| TEXTE FOURNI |
===

L'organisme national du sport fait l'objet d'un examen minutieux depuis les allégations d'agressions sexuelles qui auraient été commises à la suite d'un gala de mérite sportif en 2018 à London, en Ontario. Ces agressions présumées auraient impliqué huit joueurs non identifiés, dont des membres de l'équipe mondiale junior de cette année-là. On a aussi appris en mai dernier que Hockey Canada avait conclu un règlement à l'amiable pour étouffer l'affaire.
Des allégations d'agressions sexuelles en groupe impliquant l'équipe junior mondiale de 2003 ont aussi émergé en juillet dernier.
Aucune de ces allégations n'a été prouvée devant les tribunaux.
Ottawa a coupé son financement à Hockey Canada en raison de sa gestion de l'affaire et du règlement à l'amiable, tandis qu'un certain nombre d'entreprises ont suspendu leurs commandites.
«Ce n'est un secret pour personne que Hockey Canada a été contraint d'agir en matière d'inconduites sexuelles spécifiquement à la suite des révélations de Graham James/Sheldon Kennedy, qui ont secoué non seulement notre sport, mais la nation dans son ensemble à la fin des années 1990», écrit M. McCurdie dans le courriel.
«Nous sommes très fiers de ce que nous avons accompli et continuons d'accomplir. Lorsque nous avons été confrontés à cette situation pour la première fois, nous avions des problèmes financiers à régler, en termes de réclamations non financées provenant de joueurs de hockey, professionnels et autres.
«Nous avons aussi dû mettre en place un programme auquel nos membres pourraient avoir accès s'ils avaient des préoccupations similaires qui étaient de nature moins publique. Nous nous sommes occupés de nos «obligations financières» en traitant les réclamations et les réclamations potentielles signalées.»
Kirsty Duncan dit qu'elle n'a pas reçu le courriel
Kirsty Duncan, qui était ministre des Sciences et des Sports de 2015 à 2019, a déclaré qu'elle n'avait pas reçu le courriel de Hockey Canada adressé à Michael Paramathasan, un ancien conseiller principal en politiques au ministère. Le courriel a été envoyé le 29 octobre 2019.
«D'après cette lettre, cette organisation ne comprend tout simplement pas - et ne comprend pas trois décennies plus tard - l'horreur de ce qu'a vécu Sheldon Kennedy, après Larry Nassar et les gymnastes américaines, a déclaré Mme Duncan à La Presse Canadienne. Et je pense que ce que la lettre montre est ce que (les dirigeants) pensaient vraiment, derrière les portes closes, et non lorsque les yeux de la nation les regardaient et les jugeaient.»

===

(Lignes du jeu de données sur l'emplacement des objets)
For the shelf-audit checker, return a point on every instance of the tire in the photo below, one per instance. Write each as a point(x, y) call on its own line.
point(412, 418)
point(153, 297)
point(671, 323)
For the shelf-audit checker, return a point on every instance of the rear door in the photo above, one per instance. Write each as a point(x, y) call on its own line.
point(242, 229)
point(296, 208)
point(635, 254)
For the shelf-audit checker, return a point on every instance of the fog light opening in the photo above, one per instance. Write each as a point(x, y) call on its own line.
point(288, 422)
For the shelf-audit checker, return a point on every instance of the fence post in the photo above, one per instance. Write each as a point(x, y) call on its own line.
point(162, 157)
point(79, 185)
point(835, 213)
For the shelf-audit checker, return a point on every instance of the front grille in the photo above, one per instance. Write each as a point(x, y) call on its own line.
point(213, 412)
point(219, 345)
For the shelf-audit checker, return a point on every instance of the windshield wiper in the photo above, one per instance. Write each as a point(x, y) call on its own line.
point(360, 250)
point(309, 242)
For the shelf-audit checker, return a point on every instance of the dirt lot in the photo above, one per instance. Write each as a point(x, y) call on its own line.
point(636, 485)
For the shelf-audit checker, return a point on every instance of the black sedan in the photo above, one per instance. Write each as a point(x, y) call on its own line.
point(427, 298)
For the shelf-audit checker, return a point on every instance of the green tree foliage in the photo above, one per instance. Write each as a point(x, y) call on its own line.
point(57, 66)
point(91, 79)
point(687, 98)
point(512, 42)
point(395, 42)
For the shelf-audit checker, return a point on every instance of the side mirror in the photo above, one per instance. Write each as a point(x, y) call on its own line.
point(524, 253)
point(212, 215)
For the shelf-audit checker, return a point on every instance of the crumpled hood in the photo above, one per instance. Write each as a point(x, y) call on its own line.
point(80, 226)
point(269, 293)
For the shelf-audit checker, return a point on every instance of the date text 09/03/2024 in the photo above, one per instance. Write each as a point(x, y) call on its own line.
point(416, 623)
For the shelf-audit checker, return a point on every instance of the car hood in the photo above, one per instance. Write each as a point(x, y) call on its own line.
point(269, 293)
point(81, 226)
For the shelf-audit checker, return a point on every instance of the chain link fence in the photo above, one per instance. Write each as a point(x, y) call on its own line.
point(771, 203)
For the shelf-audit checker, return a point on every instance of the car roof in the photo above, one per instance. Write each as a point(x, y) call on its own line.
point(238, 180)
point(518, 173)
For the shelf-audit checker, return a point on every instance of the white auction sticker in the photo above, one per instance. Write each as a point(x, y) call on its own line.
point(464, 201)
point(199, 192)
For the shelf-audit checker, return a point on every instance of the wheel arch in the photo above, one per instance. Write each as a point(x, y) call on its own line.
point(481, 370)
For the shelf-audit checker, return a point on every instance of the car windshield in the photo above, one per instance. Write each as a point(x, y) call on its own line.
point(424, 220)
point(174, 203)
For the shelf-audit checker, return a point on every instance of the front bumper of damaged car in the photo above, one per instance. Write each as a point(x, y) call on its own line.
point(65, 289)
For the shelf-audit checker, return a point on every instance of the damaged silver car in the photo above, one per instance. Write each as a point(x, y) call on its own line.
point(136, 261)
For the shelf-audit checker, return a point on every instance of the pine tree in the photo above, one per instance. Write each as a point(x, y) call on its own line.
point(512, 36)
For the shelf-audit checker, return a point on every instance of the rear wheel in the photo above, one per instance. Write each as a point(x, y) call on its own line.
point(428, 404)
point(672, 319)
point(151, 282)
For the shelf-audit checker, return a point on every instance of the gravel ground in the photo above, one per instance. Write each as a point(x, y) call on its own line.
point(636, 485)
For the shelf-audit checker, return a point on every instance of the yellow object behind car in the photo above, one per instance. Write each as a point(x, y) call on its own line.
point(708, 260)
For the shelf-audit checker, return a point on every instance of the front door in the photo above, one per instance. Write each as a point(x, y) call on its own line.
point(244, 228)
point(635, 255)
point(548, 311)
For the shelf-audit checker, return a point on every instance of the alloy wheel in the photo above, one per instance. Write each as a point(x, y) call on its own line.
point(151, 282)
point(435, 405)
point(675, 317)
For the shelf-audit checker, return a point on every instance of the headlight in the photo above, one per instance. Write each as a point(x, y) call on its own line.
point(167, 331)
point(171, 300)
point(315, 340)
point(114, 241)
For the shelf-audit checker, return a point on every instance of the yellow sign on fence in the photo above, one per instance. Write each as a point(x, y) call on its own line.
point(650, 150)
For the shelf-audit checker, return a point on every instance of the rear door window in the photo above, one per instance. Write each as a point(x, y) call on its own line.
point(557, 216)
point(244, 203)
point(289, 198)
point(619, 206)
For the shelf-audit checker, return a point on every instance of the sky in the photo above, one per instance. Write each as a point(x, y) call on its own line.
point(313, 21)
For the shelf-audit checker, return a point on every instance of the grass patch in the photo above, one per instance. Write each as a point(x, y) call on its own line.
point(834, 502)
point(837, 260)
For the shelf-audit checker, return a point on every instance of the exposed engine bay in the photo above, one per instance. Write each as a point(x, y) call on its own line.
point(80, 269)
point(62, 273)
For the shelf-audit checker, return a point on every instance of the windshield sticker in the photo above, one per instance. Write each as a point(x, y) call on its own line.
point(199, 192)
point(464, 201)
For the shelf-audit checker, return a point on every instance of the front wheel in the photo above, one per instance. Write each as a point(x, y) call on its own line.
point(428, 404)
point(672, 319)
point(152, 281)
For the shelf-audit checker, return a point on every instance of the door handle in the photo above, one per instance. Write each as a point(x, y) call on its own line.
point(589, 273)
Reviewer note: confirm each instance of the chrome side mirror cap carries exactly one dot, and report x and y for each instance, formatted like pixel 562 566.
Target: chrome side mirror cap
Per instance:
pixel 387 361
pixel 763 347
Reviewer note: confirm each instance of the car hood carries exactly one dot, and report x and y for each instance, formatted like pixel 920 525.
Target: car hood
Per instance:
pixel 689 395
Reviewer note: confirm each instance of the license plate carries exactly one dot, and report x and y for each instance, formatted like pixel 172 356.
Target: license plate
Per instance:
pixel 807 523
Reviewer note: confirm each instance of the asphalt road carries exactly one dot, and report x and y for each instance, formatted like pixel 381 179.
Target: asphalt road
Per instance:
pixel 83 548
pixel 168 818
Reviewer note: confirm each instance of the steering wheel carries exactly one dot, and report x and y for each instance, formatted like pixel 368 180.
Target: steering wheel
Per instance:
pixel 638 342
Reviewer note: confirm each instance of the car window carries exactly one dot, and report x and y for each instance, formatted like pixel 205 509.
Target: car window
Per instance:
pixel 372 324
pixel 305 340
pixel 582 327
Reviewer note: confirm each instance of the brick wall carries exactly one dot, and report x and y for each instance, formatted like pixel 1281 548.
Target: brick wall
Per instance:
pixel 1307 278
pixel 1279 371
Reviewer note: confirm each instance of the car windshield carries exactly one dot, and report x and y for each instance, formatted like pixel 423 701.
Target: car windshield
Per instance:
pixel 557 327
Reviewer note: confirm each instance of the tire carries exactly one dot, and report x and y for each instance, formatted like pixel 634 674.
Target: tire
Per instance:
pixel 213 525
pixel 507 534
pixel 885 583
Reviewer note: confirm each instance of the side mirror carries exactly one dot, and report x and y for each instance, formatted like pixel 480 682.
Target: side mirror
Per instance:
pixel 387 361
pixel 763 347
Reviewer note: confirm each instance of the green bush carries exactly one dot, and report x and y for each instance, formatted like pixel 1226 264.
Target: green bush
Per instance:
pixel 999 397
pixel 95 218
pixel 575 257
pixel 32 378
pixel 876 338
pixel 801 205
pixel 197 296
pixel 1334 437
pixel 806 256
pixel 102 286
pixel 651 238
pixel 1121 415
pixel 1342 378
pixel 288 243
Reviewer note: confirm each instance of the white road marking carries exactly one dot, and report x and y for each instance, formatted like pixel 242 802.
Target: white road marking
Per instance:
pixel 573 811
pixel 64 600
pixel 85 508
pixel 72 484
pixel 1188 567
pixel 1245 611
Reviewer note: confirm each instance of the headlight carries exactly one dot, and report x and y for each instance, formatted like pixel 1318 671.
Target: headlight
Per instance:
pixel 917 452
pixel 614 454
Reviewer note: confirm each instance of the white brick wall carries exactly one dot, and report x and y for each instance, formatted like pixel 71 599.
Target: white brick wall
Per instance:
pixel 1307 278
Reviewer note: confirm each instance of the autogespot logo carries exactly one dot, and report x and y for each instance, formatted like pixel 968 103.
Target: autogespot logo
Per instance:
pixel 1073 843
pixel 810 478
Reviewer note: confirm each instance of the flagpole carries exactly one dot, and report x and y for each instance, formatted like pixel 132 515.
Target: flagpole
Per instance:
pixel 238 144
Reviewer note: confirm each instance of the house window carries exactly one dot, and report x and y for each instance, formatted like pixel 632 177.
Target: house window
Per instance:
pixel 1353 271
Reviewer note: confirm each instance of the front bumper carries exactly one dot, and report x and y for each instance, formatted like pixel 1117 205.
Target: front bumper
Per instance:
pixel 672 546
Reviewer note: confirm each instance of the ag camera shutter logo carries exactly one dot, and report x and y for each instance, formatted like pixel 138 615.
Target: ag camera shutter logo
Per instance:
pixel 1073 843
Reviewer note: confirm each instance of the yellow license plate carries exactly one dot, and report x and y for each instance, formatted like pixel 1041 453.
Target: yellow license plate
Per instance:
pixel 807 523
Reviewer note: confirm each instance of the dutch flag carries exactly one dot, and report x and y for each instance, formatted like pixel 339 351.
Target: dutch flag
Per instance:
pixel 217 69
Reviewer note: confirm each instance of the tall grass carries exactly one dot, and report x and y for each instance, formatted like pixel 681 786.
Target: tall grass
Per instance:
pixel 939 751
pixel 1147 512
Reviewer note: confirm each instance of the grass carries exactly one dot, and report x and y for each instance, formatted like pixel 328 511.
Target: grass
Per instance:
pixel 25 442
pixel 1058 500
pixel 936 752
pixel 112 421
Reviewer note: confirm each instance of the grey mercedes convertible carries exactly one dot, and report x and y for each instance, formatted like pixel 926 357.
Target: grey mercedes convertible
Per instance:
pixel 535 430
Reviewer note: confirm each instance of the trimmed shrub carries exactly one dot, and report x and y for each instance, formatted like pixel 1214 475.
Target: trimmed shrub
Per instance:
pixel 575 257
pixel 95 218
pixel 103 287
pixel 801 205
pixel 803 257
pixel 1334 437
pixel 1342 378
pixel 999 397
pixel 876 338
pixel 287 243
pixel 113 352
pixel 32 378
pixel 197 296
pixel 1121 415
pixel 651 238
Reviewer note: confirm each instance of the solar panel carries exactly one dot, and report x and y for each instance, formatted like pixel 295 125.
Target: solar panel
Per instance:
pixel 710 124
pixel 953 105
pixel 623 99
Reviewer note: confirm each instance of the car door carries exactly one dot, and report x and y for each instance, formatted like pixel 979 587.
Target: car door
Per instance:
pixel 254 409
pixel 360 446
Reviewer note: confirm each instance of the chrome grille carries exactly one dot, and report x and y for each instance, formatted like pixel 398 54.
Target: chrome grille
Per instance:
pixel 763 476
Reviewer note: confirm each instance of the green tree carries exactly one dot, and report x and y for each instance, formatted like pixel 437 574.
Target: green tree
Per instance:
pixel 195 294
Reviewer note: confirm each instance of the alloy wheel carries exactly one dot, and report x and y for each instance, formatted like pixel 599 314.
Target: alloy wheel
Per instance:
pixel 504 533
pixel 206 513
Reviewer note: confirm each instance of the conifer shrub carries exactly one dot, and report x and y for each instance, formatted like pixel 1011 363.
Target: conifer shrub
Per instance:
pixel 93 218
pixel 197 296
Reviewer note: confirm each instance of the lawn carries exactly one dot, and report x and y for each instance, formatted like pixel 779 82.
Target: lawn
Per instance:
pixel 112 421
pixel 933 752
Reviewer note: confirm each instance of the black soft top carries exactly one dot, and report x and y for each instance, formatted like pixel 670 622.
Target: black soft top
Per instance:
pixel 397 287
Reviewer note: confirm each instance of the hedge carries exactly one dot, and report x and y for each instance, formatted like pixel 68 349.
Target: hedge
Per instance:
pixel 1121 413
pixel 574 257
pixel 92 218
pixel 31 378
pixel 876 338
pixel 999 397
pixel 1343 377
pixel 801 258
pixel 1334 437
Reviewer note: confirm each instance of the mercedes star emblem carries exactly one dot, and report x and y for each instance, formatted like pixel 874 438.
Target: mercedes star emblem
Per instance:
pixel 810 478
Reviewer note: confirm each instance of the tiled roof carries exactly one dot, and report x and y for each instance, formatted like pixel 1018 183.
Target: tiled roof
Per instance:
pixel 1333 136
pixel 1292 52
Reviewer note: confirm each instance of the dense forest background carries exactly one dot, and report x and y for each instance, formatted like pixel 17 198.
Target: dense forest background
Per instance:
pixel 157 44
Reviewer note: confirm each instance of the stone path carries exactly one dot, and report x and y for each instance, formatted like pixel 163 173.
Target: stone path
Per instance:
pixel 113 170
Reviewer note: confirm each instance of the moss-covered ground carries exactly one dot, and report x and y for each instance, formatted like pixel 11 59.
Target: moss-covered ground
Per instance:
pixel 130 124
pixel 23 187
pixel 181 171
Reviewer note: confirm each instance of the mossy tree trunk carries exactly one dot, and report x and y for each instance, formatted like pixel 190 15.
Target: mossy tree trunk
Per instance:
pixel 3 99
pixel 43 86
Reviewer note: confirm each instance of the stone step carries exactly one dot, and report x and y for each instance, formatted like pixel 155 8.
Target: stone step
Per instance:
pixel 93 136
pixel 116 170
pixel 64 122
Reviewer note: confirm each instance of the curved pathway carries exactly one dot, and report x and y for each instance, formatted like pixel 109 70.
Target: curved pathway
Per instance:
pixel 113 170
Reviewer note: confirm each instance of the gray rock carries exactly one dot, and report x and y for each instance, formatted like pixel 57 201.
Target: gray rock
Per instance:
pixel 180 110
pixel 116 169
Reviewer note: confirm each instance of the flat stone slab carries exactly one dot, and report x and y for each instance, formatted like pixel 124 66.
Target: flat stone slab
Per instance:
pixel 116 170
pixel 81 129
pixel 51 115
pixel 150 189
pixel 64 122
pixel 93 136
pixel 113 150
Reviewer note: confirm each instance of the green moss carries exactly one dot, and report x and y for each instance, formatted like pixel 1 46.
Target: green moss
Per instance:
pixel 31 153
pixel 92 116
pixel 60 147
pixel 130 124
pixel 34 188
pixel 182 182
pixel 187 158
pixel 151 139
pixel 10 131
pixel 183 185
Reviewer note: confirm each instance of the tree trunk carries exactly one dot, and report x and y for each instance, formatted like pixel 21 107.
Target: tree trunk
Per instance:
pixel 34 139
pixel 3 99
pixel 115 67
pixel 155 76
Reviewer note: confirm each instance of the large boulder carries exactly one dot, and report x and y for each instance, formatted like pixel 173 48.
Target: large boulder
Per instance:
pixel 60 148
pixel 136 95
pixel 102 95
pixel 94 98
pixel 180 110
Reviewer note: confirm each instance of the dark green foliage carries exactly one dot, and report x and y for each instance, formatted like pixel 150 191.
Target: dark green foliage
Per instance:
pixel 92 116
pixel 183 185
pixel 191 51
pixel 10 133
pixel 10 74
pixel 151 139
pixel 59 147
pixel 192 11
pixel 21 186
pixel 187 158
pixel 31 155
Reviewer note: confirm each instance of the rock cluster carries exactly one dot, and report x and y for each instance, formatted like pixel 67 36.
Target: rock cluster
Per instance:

===

| CONSIGNE A |
Dites si chacune des affirmations suivantes concorde avec le texte sur Hockey Canada, en répondant par oui ou par non et en citant exactement les mots décisifs. (i) Le courriel de Hockey Canada a été envoyé le 29 octobre 2019. (ii) Les allégations impliquant l'équipe junior mondiale de 2003 ont été prouvées devant les tribunaux. (iii) Kirsty Duncan a été ministre des Sciences et des Sports de 2015 à 2019.
| CONSIGNE B |
Rédigez la suite du texte sur Hockey Canada en deux ou trois phrases, à partir de la dernière déclaration de Mme Duncan.

| RÉSULTAT A |
(i) Oui : «Le courriel a été envoyé le 29 octobre 2019.»
(ii) Non : «Aucune de ces allégations n'a été prouvée devant les tribunaux.»
(iii) Oui : «qui était ministre des Sciences et des Sports de 2015 à 2019»

| RÉSULTAT B |
Mme Duncan avait annoncé plusieurs initiatives de «sport sécuritaire» en mars 2019, y compris une ligne d'assistance téléphonique confidentielle nationale sans frais pour les victimes et les témoins d'agressions dans le sport. Elle a également annoncé que les organisations nationales de sport devaient se doter d'une politique de «sport sécuritaire» et prendre des dispositions pour avoir accès à un enquêteur indépendant.
M. McCurdie écrit que ce qui était peu connu de la plupart des membres de Hockey Canada, «ou du système sportif canadien dans son ensemble, c'est que nous avons également acheté un produit d'assurance pour traiter les réclamations pour abus/inconduite sexuels, sur une base rétroactive».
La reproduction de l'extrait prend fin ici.